● Excerpted text
## START

Tuesday, January 31, 2012

foreclosure - HEMAP notice - jurisdiction

Beneficial Consumer Discount Company v. Vukmam - Superior Court - January 30, 2012




The sheriff's sale of a home was properly set aside by the trial court, which held that it lacked subject matter jurisdiction over the matter because the mortgagee failed to comply with the notice requirements of the Homeowner’s Emergency Mortgage Act, 35 P.S. §§ 1680.401c et seq. (“Act 91”), in that it failed to inform her that she had thirty days to have a face-to-face meeting with Appellant.


Subject matter jurisdiction

In the context of discussing subject matter jurisdiction, the Superior Court has held that the notice requirements pertaining to foreclosure proceedings are jurisdictional, and, where applicable, a failure to comply therewith will deprive a court of jurisdiction to act.” Philadelphia Housing Authority v. Barbour, 592 A.2d 47, 48 (Pa. Super. 1991) (citation omitted), affirmed without opinion, 615 A.2d 339 (Pa. 1992); see also, Marra v. Stocker, 615 A.2d 326 (Pa. 1992) (concluding that, despite the fact that a judgment had been entered in the underlying mortgage foreclosure action, the trial court erred by refusing to set aside a sheriff’s sale where the mortgagee failed to provide to the mortgagor the mortgage foreclosure notice required by 41 P.S. § 403). The trial court thus properly considered whether the pertinent Act 91 notice was deficient.


At the time relevant to this appeal,** Act 91 provided that: Before any mortgagee may accelerate the maturity of any mortgage obligation covered under this article, commence any legal action including mortgage foreclosure to recover under such obligation, or take possession of any security of the mortgage debtor for such mortgage obligation, such mortgagee shall give the mortgagor notice as described in section 403-C. [35 P.S. § 1680.403c], which states that the "notice shall also advise the mortgagor of his delinquency or other default under the mortgage and that such mortgagor has thirty (30) days to have a face-to-face meeting with the mortgagee who sent the notice or a consumer credit counseling agency to
attempt to resolve the delinquency or default by restructuring the loan payment schedule or otherwise." [emphasis added]


In this case, the parties agree that the Act 91 notice told the homeowner that she had thirty days to have a face-to-face meeting with a consumer credit counseling agency but did not tell her that that she could meet face-to-face with the mortgagee, i.e., Appellant. The trial court interpreted the language highlighted above to mean that the Act 91 notice had to tell the homeowner about both options and held that, because the Act 91 notice failed to inform the homeowner of the second option, the notice was deficient and it lacked subject matter jurisdiction to
entertain the matter. The trial court set aside the sheriff’s sale and the judgment and then dismissed Appellant’s complaint without prejudice.

## END

● Short task a
Answer these questions from the court decision summary, one per line:
(i) Which court decided Beneficial Consumer Discount Company v. Vukmam, and on what date?
(ii) How many days must the Act 91 notice say the mortgagor has to arrange a face-to-face meeting?
(iii) After setting aside the sheriff's sale and the judgment, what did the trial court do with Appellant's complaint?
The court decision summary and the listing are unrelated to each other.

● Records supplied
## START

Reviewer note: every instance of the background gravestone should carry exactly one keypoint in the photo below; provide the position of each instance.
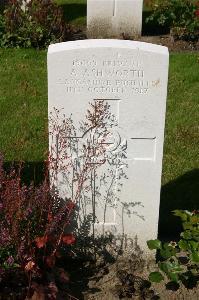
(131, 77)
(114, 18)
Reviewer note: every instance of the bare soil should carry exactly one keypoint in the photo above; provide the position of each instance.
(167, 40)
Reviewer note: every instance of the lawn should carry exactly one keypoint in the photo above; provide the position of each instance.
(23, 98)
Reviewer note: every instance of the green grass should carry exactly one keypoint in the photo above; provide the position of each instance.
(74, 11)
(23, 104)
(23, 125)
(23, 113)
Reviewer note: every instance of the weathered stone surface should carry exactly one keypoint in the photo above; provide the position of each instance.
(131, 77)
(114, 18)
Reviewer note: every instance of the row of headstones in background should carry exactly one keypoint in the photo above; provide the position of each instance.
(114, 18)
(132, 78)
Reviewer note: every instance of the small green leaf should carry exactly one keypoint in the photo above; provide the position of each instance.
(195, 257)
(183, 245)
(173, 276)
(183, 214)
(154, 244)
(156, 277)
(193, 245)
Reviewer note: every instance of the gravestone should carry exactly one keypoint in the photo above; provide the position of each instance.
(131, 78)
(114, 18)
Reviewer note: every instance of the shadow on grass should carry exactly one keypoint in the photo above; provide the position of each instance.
(152, 28)
(31, 171)
(181, 193)
(73, 11)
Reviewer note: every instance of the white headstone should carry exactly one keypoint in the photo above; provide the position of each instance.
(131, 77)
(114, 18)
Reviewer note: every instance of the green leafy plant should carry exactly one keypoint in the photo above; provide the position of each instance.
(181, 16)
(179, 261)
(35, 24)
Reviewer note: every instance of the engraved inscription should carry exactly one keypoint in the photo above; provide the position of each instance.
(114, 76)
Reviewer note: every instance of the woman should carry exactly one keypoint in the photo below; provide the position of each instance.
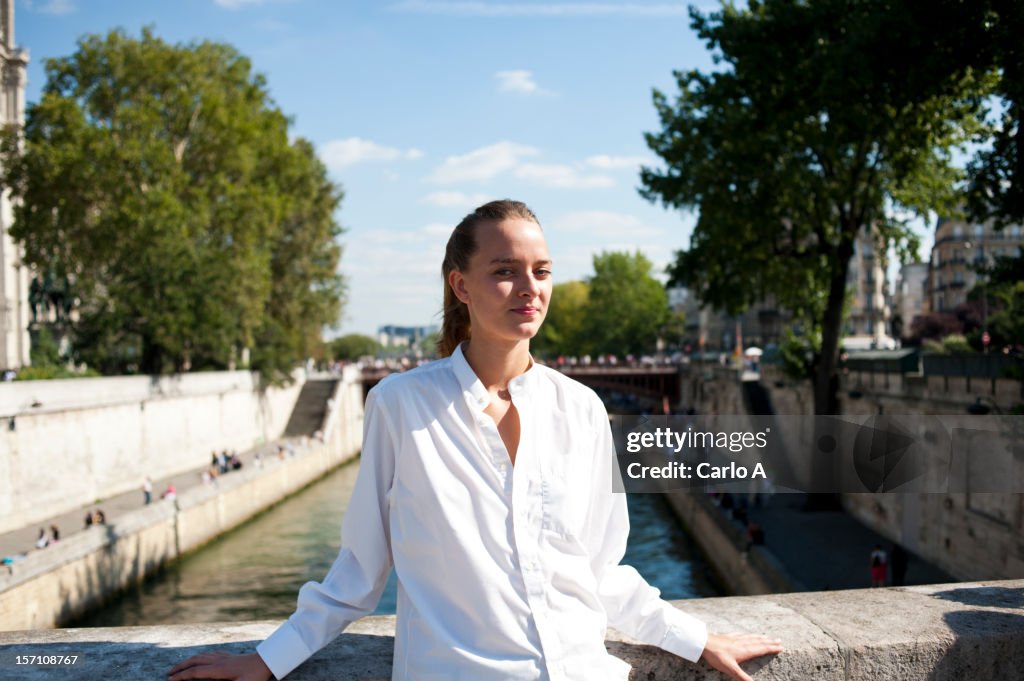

## END

● Short task b
Reproduce the listing from the line that contains "Reviewer note: every instance of the green grass" through the end of the listing, adding 25 to every coordinate in the answers. Omit the pictures.

● Expected output a
(i) The Superior Court, on January 30, 2012.
(ii) Thirty days.
(iii) It dismissed the complaint without prejudice.

● Expected output b
Reviewer note: every instance of the green grass should carry exactly one keypoint in the photo above; provide the position of each instance.
(99, 36)
(48, 129)
(48, 150)
(48, 138)
Reviewer note: every instance of the weathered stone surface should carry exactly one keypoint in the photo above; provide the position of each instance.
(156, 102)
(139, 43)
Reviewer note: every instance of the row of headstones in background should carry exactly one keypoint in the photo above; provide the position of each instance.
(139, 43)
(157, 103)
Reviewer note: every instance of the small green leaf should carry exactly one keypoint in the photo above; provide the position of each instance.
(220, 282)
(208, 270)
(198, 301)
(208, 239)
(179, 269)
(181, 302)
(218, 270)
Reviewer note: every instance of the gravestone should carry exactly one keypoint in the photo above; provide the position of each instance.
(156, 103)
(139, 43)
Reviewer note: every instance of the shadow on grass should carry exactly one keypoint in the photo above; provide the position of each instance.
(177, 53)
(56, 196)
(206, 218)
(98, 36)
Reviewer note: every instance of the white headstone should carry exactly one keypoint in the photo above; provide the position of each instance.
(156, 102)
(139, 43)
Reviewer note: every instance of the green leafy plant should carry exactly one keypoint in the photo above; provide the position of each instance.
(206, 41)
(204, 286)
(60, 49)
Reviewer note: every instance of the engraved inscription should carry exactly one keypoint in the photo above; provide the position of each instance.
(139, 101)
Reviewer note: every instance of the woman should carry exactly one keypoint in the photo below; provide the position of each instance.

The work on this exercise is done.